Your tasks
1) Going by the passage on the proposed National RED, why could the Association of Municipal Electricity Undertakings not support it? List every reason it gives.
2) Extend the passage on the proposed National RED, picking up right after its final sentence.

Source text

RED 1 similarly could not recommend the establishment of a National RED It also believed the National RED would result in higher costs, would not minimise end-user costs and would not address the objectives of EDI restructuring If government should decide to proceed with the National RED, then CCT had listed a number of principles which it urged should apply to the transfer of business to the REDs.
Southern Cape Karoo Electricity Forum did not recommend establishing a National RED because of its impact on Category B municipalities who were already operating viable and sustainable distribution. Any remodelling should meet the EDI Blueprint, and metro REDs should take the lessons learnt from RED 1 into account.
Association of Municipal Electricity Undertakings reported that it could not support the National RED as it did not consider it financially viable, was unsure if the Cabinet’s concerns had been addressed, was concerned about governance and the effect on non-metro municipalities that already offered effective and efficient electricity services AMEU therefore proposed that Cabinet should reaffirm its May 2001 decision.

Data shown
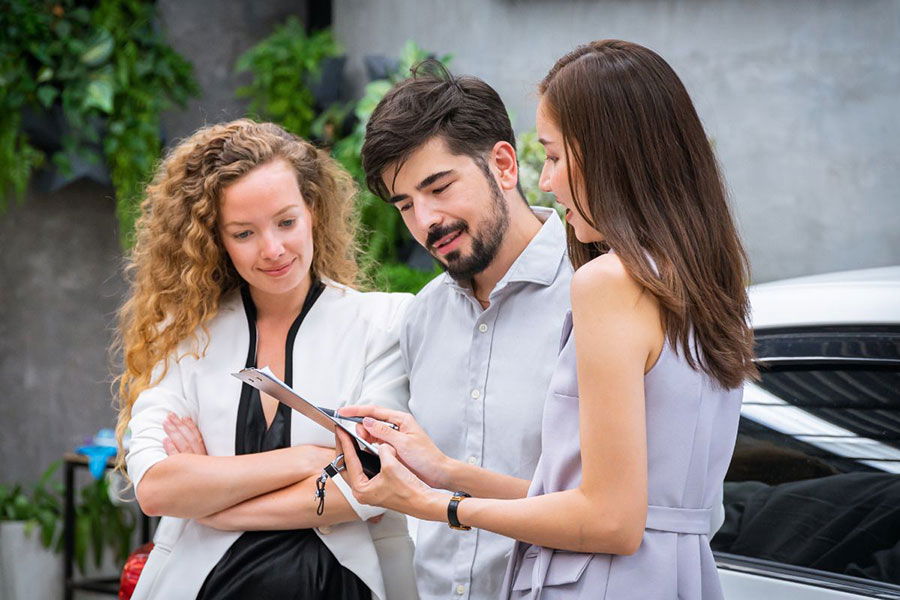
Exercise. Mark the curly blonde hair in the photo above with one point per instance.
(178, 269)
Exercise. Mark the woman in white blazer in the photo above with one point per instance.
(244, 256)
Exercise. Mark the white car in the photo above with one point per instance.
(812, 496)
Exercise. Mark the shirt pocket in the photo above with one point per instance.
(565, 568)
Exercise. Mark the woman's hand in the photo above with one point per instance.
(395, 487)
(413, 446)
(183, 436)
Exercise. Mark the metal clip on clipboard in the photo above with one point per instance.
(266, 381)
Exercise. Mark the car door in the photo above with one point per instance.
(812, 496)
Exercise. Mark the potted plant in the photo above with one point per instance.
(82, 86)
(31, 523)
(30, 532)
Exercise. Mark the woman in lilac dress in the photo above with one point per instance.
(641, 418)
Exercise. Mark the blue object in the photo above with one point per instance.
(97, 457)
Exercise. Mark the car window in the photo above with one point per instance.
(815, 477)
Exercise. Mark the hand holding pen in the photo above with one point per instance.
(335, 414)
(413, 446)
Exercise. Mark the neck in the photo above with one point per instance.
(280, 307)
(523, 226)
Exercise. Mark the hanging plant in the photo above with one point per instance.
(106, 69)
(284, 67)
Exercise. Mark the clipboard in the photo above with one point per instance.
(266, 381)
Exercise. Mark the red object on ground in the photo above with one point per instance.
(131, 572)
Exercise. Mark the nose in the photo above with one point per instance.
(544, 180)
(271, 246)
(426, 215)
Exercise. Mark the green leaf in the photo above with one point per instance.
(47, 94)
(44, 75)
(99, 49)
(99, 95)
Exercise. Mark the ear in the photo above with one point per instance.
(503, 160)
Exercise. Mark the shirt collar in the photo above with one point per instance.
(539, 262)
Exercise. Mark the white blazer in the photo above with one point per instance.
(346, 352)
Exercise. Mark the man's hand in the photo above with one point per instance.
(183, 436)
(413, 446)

...

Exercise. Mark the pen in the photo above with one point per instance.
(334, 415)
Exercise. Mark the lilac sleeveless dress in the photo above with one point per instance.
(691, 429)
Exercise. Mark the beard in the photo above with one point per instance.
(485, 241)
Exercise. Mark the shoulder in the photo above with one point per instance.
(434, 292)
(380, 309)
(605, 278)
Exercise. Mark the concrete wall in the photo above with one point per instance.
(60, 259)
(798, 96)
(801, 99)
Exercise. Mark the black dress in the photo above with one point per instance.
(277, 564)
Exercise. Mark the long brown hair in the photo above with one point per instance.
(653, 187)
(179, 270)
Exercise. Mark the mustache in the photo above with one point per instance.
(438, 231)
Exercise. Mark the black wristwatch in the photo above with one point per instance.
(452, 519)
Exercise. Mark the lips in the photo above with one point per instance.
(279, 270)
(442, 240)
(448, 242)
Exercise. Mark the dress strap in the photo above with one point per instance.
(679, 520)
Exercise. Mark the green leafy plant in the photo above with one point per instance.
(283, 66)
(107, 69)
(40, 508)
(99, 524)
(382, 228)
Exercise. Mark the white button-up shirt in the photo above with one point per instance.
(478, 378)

Expected answers
1)
- It did not consider the National RED financially viable.
- It was unsure whether the Cabinet's concerns had been addressed.
- It was concerned about governance.
- It was concerned about the effect on non-metro municipalities that already offered effective and efficient electricity services.

2)
SALGA believed that the impact of the National RED would differ between category B and C municipalities. Any proposal should allow viable category B municipalities to form their own REDS. It was believed that a “quick-fix” national RED would not support long-term objectives.
IMATU doubted the efficiency and viability of a National entity, which would require immense resources and increase the burden on -consumers. District and local municipalities would also be threatened if the income that they derived from electricity generation was lost to the National RED.
Solidarity did support creation of the National RED, believing that it would be viable as a support structure with national cross subsidies to meet the needs of the rural areas and smaller towns. It believed that use of the Eskom infrastructure would be the best solution.
Members asked questions relating to regulation of the National RED, the transfer planned by RED1 for July 2006, and Solidarity’s assertion that the National RED would meet staff needs and employment. Solidarity was asked to expand upon various aspects of their presentation that did not agree with other submissions. The constitutionality of Eskom controlling a National RED was queried. The Committee noted that the process was not concluded but that all institutions supported an early decision on policy that should meet South African consumers’ best interests.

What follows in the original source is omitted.